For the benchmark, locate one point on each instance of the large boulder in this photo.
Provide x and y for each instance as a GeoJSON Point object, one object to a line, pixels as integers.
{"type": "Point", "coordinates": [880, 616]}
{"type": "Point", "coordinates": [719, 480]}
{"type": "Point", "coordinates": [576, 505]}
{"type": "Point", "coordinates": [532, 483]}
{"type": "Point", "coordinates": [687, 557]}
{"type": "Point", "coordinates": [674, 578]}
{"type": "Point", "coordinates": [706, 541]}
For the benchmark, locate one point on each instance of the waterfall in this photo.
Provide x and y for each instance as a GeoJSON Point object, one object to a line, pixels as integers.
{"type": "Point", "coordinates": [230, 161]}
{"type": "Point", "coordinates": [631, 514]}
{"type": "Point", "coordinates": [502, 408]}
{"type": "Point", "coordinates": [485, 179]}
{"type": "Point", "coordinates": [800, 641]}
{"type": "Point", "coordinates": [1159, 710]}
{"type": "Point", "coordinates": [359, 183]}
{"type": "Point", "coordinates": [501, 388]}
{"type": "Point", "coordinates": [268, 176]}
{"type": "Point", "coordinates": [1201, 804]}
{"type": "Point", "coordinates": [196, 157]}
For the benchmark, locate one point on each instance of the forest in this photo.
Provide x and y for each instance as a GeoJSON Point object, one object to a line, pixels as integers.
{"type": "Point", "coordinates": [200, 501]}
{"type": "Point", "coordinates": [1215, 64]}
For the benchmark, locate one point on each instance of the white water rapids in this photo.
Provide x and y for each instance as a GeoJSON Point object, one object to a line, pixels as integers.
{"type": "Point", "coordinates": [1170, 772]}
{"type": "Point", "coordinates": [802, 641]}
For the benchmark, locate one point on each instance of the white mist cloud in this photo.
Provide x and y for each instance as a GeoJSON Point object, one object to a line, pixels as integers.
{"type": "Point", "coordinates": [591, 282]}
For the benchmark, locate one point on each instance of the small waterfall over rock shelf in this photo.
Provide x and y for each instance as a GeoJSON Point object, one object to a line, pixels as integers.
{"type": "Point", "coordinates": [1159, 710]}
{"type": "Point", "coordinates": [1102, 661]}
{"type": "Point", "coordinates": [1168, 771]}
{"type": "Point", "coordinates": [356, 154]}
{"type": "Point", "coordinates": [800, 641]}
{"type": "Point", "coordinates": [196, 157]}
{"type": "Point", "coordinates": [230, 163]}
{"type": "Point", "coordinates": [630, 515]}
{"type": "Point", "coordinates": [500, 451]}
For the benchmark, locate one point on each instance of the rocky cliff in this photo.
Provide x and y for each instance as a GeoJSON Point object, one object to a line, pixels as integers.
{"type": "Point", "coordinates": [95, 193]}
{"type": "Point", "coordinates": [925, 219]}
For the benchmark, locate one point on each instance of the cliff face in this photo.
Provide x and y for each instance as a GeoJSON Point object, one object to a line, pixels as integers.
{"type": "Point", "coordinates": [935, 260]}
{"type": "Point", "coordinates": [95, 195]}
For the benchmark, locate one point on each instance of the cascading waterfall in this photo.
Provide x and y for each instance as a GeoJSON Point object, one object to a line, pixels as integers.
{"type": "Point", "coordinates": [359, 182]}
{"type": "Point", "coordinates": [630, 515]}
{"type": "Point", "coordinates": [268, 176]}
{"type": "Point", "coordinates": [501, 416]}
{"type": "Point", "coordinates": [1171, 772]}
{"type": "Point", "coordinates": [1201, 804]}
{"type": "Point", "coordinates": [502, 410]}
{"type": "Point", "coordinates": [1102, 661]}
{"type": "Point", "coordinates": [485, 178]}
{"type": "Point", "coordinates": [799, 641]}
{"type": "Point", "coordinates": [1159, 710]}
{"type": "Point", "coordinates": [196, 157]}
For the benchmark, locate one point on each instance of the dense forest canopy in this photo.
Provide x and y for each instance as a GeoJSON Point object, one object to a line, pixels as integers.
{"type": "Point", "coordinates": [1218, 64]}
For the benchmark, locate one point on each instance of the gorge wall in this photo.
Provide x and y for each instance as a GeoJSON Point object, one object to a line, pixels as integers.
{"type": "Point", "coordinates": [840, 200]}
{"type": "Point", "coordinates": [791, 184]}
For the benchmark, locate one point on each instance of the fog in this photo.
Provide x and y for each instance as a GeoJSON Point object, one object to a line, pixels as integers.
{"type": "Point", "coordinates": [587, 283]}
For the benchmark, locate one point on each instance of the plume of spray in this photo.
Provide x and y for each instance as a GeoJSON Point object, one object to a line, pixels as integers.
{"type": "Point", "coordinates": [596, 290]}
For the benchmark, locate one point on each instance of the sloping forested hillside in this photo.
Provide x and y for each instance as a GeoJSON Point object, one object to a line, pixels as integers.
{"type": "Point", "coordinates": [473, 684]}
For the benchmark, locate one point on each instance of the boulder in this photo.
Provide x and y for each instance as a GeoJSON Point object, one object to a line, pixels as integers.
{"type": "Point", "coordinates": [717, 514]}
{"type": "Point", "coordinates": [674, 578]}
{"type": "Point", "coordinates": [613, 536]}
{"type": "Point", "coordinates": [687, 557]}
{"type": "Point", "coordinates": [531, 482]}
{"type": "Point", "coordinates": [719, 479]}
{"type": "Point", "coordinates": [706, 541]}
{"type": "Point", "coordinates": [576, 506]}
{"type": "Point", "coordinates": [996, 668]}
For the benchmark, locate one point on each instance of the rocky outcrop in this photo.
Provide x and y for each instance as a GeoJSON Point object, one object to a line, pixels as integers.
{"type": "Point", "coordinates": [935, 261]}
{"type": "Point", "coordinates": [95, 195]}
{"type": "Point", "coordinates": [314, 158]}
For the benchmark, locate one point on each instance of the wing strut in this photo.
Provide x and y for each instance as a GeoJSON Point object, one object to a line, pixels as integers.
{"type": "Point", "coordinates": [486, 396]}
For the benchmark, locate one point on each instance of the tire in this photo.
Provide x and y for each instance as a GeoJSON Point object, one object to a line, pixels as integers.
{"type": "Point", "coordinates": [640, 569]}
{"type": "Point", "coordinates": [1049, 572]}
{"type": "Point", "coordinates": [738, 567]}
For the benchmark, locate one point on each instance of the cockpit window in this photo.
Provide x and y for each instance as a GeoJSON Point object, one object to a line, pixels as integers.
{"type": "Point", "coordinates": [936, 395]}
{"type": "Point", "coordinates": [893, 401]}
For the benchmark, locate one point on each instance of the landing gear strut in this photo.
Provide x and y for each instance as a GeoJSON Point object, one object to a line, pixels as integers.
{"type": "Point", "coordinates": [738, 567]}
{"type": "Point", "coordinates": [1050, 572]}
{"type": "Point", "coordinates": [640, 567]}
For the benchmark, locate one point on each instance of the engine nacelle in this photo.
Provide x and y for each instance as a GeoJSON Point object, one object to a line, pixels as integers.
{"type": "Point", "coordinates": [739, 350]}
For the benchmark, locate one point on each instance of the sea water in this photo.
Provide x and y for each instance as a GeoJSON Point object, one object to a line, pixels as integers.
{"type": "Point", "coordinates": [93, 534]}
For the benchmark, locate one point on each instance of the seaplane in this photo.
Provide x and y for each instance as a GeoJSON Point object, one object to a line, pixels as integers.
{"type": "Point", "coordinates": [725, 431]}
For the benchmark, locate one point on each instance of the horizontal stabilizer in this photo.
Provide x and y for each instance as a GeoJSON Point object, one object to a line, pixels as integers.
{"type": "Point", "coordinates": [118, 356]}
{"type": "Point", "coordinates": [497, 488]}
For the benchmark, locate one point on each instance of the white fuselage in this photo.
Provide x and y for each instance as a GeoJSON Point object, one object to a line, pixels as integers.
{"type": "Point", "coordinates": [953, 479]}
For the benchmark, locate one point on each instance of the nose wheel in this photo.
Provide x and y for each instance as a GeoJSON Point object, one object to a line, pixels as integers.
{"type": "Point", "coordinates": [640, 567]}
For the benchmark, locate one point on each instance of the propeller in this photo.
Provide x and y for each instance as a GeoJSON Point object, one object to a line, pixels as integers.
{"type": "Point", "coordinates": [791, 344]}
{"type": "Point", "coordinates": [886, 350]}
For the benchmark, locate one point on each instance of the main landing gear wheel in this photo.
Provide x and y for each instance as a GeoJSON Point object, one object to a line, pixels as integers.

^^^^

§ Exercise details
Please update the lines starting at the one that contains "gear wheel in this photo." and running through the last line, changing "instance" to "occurrence" and keeping everything else the same.

§ Worked solution
For the benchmark, locate one point on each occurrence of the main landing gear wheel in this photo.
Provide x and y for each occurrence as a GeoJSON Point object, one object to a line, pixels as integers.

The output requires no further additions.